_Source_
Supreme Court of Michigan
Oct 11, 1943
11 N.W.2d 272 (Mich. 1943)

Opinion

Docket No. 37, Calendar No. 42,394.

Decided October 11, 1943.

Appeal from Recorder's Court of Detroit; Skillman (W. McKay), J. Submitted June 16, 1943. (Docket No. 37, Calendar No. 42,394.) Decided October 11, 1943.

Petition by City of Detroit for condemnation of land for Edward J. Jeffries Homes Housing Project. Award for plaintiff. Defendant May M. Collins and others appeal. Affirmed.

Paul E. Krause, Clarence E. Page and Walter E. Vashak, for plaintiff.

Wm. S. McDowell, for defendants Collins and Yates.

Sol Lumberg, for defendant Watchmaker.

Oscar Adelman ( Joseph Mazer, of counsel), for defendant Athens Company.

Firmon Lush, in pro. per. Henry C.L. Forler, for defendant Cummings.

Richard S. Weber and Edgar F. Mansfield, for defendants Weber, Koch, Drengberg, Carvo, Martin, Bannister, Stickels, Karas, Herrmann, Mansfield, Lord, Sellars, Karahalios, Wetzel, Quigley, Peat, Miner, Paul, Chase, Dunigan, and Hoye.

Leemon Leemon, for defendants Podoliak and Highland Park Development Corporation.

_Short task 1_
Rewrite the entries below, swapping "soccer cleat" for "football boot" wherever it appears and leaving everything else unchanged.

_Input for this task_
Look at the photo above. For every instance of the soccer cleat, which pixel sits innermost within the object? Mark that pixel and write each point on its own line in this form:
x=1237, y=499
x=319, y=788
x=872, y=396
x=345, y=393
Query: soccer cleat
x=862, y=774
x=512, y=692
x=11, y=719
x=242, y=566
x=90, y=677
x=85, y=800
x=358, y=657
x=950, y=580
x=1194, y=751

_Short task 2_
Answer these questions from the Michigan Supreme Court case text:
(a) On what date was the appeal submitted?
(b) Who appeared for defendant Watchmaker?
(c) For what housing project did the City of Detroit seek to condemn land?

_Right answer 1_
Look at the photo above. For every instance of the football boot, which pixel sits innermost within the object? Mark that pixel and write each point on its own line in this form:
x=1237, y=499
x=319, y=788
x=872, y=396
x=345, y=393
Query: football boot
x=862, y=774
x=512, y=692
x=11, y=719
x=242, y=566
x=90, y=677
x=85, y=800
x=358, y=657
x=950, y=580
x=1194, y=751

_Right answer 2_
(a) June 16, 1943
(b) Sol Lumberg
(c) The Edward J. Jeffries Homes Housing Project